-- Input material --
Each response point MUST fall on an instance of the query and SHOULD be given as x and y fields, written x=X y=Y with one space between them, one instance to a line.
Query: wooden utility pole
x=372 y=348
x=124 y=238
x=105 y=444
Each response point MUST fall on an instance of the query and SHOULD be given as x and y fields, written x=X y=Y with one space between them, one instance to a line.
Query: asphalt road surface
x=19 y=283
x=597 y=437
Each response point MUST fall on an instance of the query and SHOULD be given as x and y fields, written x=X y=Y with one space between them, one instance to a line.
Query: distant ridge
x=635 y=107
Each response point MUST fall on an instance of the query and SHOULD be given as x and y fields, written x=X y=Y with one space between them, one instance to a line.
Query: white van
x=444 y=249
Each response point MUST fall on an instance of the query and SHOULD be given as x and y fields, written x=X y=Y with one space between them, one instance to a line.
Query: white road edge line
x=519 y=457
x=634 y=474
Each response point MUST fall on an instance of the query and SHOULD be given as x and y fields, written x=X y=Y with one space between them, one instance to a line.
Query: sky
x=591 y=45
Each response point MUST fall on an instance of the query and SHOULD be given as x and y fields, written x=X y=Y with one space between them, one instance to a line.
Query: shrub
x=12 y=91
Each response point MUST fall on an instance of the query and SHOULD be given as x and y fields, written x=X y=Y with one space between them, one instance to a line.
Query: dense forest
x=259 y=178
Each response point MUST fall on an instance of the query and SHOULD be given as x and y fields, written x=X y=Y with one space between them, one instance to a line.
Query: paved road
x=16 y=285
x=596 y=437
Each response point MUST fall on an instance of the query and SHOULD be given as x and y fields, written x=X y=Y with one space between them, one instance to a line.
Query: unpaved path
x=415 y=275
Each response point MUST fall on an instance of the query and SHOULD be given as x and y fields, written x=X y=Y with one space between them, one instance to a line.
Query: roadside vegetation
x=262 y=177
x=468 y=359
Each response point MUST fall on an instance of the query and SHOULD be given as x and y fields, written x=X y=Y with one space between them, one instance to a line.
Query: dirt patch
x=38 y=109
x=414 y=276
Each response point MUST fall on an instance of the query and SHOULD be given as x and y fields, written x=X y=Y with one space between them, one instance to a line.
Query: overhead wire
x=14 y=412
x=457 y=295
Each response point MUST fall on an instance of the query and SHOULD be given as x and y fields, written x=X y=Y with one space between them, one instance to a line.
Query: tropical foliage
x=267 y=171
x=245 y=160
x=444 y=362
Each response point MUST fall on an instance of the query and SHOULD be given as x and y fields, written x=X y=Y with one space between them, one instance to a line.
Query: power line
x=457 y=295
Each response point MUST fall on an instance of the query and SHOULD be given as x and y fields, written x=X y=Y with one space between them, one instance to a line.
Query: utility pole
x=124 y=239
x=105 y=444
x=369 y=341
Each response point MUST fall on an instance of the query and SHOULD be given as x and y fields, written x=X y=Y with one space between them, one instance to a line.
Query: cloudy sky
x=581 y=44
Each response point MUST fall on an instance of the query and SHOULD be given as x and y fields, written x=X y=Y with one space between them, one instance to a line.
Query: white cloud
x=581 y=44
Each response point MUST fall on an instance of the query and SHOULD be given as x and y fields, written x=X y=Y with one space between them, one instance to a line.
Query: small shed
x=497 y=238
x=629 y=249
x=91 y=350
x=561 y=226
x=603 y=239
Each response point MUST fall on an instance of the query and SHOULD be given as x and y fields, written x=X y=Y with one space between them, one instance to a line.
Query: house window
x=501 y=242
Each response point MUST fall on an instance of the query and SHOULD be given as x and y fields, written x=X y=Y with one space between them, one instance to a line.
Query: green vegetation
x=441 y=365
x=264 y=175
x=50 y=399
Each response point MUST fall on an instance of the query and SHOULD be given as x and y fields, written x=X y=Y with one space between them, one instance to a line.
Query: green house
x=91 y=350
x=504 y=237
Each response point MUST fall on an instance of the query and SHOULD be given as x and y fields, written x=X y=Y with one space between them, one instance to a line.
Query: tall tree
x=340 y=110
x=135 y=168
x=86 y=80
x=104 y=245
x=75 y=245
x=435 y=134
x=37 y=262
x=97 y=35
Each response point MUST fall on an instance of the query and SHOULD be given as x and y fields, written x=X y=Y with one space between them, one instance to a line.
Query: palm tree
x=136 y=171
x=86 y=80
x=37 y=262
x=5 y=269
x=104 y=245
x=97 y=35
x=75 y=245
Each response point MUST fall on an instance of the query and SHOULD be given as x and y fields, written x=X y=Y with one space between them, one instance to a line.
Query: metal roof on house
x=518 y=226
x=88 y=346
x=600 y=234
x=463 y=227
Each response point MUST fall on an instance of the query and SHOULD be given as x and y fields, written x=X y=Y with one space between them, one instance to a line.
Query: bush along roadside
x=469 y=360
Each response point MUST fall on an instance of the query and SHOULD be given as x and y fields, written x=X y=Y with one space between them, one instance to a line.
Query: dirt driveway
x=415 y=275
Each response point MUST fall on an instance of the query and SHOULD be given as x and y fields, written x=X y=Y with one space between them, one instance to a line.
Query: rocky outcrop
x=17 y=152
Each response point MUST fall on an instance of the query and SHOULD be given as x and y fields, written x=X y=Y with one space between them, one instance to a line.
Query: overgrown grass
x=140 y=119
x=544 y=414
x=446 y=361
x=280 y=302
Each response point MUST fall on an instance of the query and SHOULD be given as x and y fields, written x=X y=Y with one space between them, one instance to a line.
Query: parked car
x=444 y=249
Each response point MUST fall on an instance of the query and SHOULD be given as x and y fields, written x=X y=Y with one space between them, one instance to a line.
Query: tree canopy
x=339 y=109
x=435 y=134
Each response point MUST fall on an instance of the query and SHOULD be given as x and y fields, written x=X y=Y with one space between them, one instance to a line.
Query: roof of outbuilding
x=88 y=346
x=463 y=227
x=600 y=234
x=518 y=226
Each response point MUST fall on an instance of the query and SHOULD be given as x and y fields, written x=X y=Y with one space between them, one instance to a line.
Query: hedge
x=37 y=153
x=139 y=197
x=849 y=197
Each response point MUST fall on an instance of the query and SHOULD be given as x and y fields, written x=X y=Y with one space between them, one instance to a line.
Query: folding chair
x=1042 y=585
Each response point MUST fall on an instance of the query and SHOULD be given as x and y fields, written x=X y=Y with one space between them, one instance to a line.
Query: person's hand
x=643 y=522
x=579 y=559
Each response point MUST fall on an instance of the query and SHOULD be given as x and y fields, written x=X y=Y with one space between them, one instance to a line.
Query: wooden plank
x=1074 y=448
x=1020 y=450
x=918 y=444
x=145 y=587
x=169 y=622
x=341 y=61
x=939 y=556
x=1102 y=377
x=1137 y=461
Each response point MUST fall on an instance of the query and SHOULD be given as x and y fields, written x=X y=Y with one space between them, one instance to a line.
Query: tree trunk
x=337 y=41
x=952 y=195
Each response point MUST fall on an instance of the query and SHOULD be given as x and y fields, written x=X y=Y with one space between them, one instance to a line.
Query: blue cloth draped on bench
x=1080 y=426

-- Prompt --
Line by line, reproduce the records above exactly.

-- Response for this exercise --
Each response point MUST fall on an instance of the query and SHOULD be given as x and y fields, written x=X y=Y with one space between them, one instance to a line.
Query: wooden utility pole
x=372 y=348
x=124 y=238
x=105 y=444
Each response point MUST fall on an instance of the query and SHOULD be given as x and y fields, written x=X y=Y with one space between them, one instance to a line.
Query: asphalt road surface
x=19 y=283
x=597 y=437
Each response point MUST fall on an instance of the query and SHOULD be given as x and y fields, written x=X y=Y with one space between them, one instance to a line.
Query: distant ridge
x=635 y=107
Each response point MUST fall on an instance of the query and SHOULD be given as x and y fields, written x=X y=Y with one space between them, one instance to a line.
Query: white van
x=444 y=249
Each response point MUST fall on an instance of the query and SHOULD be given as x and y fields, written x=X y=Y with one space between them, one instance to a line.
Query: white road edge line
x=519 y=457
x=634 y=474
Each response point MUST fall on an instance of the query and SHOULD be given as x and y fields, written x=X y=Y with one space between them, one instance to a line.
Query: sky
x=591 y=45
Each response point MUST fall on an instance of the query and SHOULD be given as x and y fields, written x=X y=Y with one space between them, one instance to a line.
Query: shrub
x=12 y=91
Each response point MUST fall on an instance of the query and SHOULD be given as x and y fields, written x=X y=Y with one space between them, one instance to a line.
Query: dense forest
x=259 y=178
Each response point MUST fall on an instance of the query and SHOULD be given as x and y fields, written x=X y=Y with one space between them, one instance to a line.
Query: paved road
x=16 y=285
x=596 y=437
Each response point MUST fall on an instance of the query and SHOULD be given as x and y fields, written x=X y=Y with one space between them, one instance to a line.
Query: unpaved path
x=415 y=275
Each response point MUST fall on an instance of the query and SHOULD be given as x and y fields, written x=X y=Y with one space between them, one instance to a line.
Query: roadside vegetation
x=262 y=177
x=468 y=359
Each response point MUST fall on an instance of the query and SHOULD be given as x and y fields, written x=X y=Y with one space between them, one instance to a line.
Query: dirt patch
x=38 y=109
x=414 y=276
Each response point MUST fall on an instance of the query and SHOULD be given as x and y fields, written x=X y=Y with one space between them, one instance to a line.
Query: overhead wire
x=14 y=412
x=457 y=295
Each response point MUST fall on an instance of the query and SHOULD be given as x and y fields, written x=X y=Y with one space between them, one instance to a line.
Query: tropical foliage
x=267 y=171
x=245 y=160
x=444 y=362
Each response point MUST fall on an instance of the query and SHOULD be given as x and y fields, written x=X y=Y with one space between them, one instance to a line.
Query: power line
x=457 y=295
Each response point MUST fall on an instance of the query and SHOULD be given as x and y fields, written x=X y=Y with one space between them, one instance to a line.
Query: utility pole
x=124 y=239
x=105 y=444
x=369 y=341
Each response point MUST fall on an instance of the query and SHOULD be given as x and y fields, written x=X y=Y with one space between them, one instance to a line.
Query: cloudy sky
x=581 y=44
Each response point MUST fall on an instance of the query and SHOULD be given as x and y fields, written x=X y=Y with one space between them, one instance to a line.
Query: white cloud
x=581 y=44
Each response point MUST fall on an instance of the query and SHOULD be given as x and y fields, written x=X y=Y with one space between them, one instance to a line.
Query: small shed
x=497 y=238
x=629 y=249
x=91 y=350
x=561 y=226
x=603 y=239
Each response point MUST fall on an instance of the query and SHOULD be given as x and y fields, written x=X y=Y with one space between them, one instance to a line.
Query: house window
x=501 y=242
Each response point MUST fall on an instance of the query and SHOULD be given as x and y fields, written x=X y=Y with one space between them, one instance to a line.
Query: green vegetation
x=441 y=365
x=264 y=175
x=50 y=399
Each response point MUST fall on an instance of the query and SHOULD be given as x and y fields, written x=X y=Y with one space between them, one instance to a line.
Query: green house
x=91 y=350
x=504 y=237
Each response point MUST fall on an instance of the query and SHOULD be given as x and y fields, written x=X y=Y with one space between them, one instance to a line.
Query: tall tree
x=340 y=110
x=135 y=168
x=86 y=80
x=104 y=245
x=75 y=245
x=435 y=134
x=37 y=262
x=97 y=35
Each response point MUST fall on an instance of the query and SHOULD be given as x and y fields, written x=X y=Y with one space between them, one instance to a line.
Query: palm tree
x=136 y=171
x=86 y=80
x=37 y=262
x=5 y=269
x=104 y=245
x=97 y=35
x=75 y=245
Each response point MUST fall on an instance of the query and SHOULD be given as x and y fields, written x=X y=Y with one space between them, one instance to a line.
Query: metal roof on house
x=518 y=226
x=88 y=346
x=600 y=234
x=463 y=227
Each response point MUST fall on an instance of the query and SHOULD be given as x and y fields, written x=X y=Y with one space between them, one instance to a line.
Query: bush along roadside
x=469 y=360
Each response point MUST fall on an instance of the query and SHOULD be given as x and y fields, written x=X y=Y with one space between them, one instance to a line.
Query: dirt driveway
x=415 y=275
Each response point MUST fall on an instance of the query and SHOULD be given as x and y fields, written x=X y=Y with one space between them, one instance to a line.
Query: rocky outcrop
x=17 y=152
Each response point MUST fall on an instance of the query and SHOULD be given as x and y fields, written x=X y=Y with one space between them, one instance to a line.
Query: overgrown grass
x=140 y=119
x=544 y=414
x=446 y=361
x=280 y=302
Each response point MUST fall on an instance of the query and SHOULD be given as x and y fields, written x=X y=Y with one space between them, one instance to a line.
Query: parked car
x=444 y=249
Each response point MUST fall on an instance of the query and SHOULD be given as x and y fields, written x=X y=Y with one space between them, one instance to a line.
Query: tree canopy
x=339 y=109
x=435 y=134
Each response point MUST fall on an instance of the query and SHOULD be given as x and y fields, written x=X y=Y with one space between them, one instance to a line.
Query: roof of outbuilding
x=88 y=346
x=463 y=227
x=600 y=234
x=518 y=226
Each response point MUST fall on an instance of the query and SHOULD be given as x and y fields, written x=X y=Y with one space between them, one instance to a line.
Query: hedge
x=37 y=153
x=139 y=197
x=849 y=197
Each response point MUST fall on an instance of the query and SHOULD be given as x and y fields, written x=X y=Y with one space between them, one instance to a line.
Query: folding chair
x=1042 y=585
Each response point MUST fall on an instance of the query and SHOULD be given as x and y fields, written x=X y=Y with one space between them, one instance to a line.
Query: person's hand
x=643 y=522
x=579 y=559
Each response point MUST fall on an instance of the query and SHOULD be given as x and y fields, written x=X y=Y with one space between them, one instance to a line.
Query: wooden plank
x=1074 y=448
x=1020 y=450
x=918 y=444
x=145 y=587
x=169 y=622
x=341 y=61
x=939 y=556
x=1102 y=377
x=1137 y=461
Each response point MUST fall on an instance of the query and SHOULD be given as x and y fields, written x=X y=Y with one space between them, one instance to a line.
Query: tree trunk
x=337 y=41
x=952 y=195
Each response point MUST fall on an instance of the query and SHOULD be given as x and y fields, written x=X y=Y with one space between them, one instance to a line.
Query: blue cloth draped on bench
x=1080 y=426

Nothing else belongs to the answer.